> [GIVEN TASK]: Pick out every line in the items below that holds the word "tall" and copy each one.

> [Rows from a pointing dataset]:

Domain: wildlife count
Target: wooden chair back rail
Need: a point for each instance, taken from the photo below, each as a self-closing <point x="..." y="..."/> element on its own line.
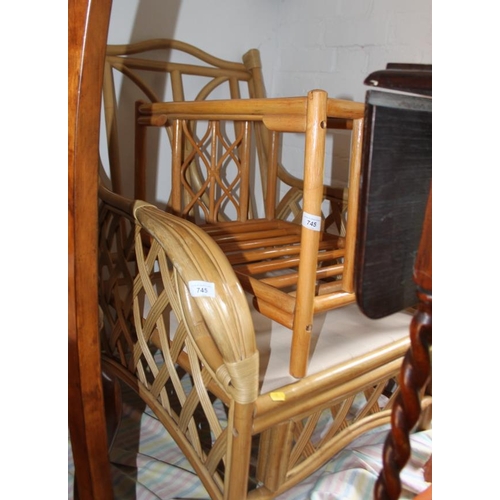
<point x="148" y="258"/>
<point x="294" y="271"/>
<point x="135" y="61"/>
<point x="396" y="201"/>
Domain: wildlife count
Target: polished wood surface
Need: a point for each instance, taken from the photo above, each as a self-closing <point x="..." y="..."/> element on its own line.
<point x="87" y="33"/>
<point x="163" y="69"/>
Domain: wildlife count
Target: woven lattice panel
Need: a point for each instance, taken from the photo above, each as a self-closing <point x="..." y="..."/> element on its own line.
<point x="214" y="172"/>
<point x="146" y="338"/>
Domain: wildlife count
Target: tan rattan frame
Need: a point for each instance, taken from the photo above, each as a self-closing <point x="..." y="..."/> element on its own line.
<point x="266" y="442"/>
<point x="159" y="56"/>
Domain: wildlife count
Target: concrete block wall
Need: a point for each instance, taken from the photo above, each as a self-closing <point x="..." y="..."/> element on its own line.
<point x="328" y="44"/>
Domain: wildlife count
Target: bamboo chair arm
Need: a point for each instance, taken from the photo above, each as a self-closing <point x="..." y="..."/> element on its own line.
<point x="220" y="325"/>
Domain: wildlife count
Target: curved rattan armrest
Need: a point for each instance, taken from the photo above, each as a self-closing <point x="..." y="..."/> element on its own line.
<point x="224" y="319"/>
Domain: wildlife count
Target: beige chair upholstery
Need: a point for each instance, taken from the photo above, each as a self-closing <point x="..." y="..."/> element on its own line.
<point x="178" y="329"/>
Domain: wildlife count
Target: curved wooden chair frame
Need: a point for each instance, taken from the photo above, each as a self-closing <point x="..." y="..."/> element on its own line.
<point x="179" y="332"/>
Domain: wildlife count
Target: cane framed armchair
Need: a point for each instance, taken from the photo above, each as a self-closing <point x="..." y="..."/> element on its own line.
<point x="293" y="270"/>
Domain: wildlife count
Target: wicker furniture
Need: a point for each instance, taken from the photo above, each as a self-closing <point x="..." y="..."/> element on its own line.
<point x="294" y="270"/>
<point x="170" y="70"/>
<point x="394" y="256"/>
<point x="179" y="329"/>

--

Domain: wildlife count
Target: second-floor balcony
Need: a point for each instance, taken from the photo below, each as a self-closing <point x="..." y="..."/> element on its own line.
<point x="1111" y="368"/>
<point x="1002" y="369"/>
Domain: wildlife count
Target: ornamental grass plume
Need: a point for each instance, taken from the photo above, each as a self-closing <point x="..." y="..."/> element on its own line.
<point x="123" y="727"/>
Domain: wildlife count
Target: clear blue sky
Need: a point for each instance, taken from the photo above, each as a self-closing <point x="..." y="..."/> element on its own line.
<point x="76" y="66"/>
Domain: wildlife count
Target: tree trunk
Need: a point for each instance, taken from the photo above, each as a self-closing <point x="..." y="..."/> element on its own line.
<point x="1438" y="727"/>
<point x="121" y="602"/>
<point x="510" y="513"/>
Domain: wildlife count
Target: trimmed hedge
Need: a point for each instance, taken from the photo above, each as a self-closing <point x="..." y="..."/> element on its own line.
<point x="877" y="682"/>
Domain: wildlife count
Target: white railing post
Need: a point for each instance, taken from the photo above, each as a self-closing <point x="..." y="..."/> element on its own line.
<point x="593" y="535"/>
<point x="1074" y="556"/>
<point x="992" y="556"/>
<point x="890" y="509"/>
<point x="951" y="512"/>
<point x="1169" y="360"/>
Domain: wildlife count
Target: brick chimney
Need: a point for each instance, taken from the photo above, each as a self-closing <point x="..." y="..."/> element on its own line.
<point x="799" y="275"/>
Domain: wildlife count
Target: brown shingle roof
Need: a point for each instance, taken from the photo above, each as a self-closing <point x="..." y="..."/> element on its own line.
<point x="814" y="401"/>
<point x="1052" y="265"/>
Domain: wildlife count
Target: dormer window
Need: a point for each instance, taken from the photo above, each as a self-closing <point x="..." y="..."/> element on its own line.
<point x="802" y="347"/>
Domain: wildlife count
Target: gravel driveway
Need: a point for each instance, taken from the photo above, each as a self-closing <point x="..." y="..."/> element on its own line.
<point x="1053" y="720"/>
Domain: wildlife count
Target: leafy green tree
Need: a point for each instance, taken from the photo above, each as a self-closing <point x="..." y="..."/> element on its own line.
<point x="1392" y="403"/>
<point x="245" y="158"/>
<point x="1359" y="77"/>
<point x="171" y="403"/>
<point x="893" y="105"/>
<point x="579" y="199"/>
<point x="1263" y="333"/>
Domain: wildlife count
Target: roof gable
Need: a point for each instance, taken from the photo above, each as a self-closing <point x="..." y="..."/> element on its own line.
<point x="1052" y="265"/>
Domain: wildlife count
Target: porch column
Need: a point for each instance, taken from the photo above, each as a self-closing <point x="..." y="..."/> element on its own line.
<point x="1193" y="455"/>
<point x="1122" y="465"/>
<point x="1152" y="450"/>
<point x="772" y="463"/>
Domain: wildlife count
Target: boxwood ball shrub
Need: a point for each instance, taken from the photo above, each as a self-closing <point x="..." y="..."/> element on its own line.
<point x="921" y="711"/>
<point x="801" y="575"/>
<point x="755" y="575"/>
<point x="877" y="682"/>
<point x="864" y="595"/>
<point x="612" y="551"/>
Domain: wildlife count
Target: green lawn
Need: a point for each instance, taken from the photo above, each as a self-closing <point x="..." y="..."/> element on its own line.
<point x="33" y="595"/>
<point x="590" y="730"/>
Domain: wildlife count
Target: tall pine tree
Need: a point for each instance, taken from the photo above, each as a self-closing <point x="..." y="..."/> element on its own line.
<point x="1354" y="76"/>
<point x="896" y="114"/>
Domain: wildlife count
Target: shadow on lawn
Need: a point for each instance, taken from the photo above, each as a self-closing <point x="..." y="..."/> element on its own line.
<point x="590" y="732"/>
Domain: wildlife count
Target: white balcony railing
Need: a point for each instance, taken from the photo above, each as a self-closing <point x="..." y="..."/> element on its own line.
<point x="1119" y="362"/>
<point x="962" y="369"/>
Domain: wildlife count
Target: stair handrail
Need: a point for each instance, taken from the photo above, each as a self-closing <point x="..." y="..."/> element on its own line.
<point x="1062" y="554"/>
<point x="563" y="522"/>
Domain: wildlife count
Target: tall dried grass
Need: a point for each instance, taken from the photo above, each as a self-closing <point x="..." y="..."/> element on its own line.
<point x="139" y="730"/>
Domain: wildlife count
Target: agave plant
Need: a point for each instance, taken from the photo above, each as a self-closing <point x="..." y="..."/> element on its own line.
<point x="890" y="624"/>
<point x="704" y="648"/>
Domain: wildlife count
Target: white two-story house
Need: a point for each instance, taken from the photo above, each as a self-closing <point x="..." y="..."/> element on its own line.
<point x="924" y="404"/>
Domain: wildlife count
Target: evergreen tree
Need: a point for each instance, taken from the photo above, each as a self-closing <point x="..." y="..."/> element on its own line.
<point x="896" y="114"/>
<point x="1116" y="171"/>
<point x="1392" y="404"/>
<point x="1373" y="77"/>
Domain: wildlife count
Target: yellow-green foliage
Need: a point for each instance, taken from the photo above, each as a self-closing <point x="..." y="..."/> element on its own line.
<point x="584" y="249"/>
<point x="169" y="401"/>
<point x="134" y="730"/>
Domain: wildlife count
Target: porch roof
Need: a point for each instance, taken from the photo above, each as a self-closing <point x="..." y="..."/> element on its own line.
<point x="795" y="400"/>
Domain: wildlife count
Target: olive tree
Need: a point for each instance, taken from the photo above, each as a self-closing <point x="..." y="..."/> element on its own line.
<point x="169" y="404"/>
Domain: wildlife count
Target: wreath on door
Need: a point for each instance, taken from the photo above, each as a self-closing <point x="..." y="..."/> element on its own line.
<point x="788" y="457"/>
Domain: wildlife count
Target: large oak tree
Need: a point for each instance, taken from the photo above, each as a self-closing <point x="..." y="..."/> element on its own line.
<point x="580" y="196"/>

> [SOLUTION]:
Target: tall pine tree
Target: tall dried grass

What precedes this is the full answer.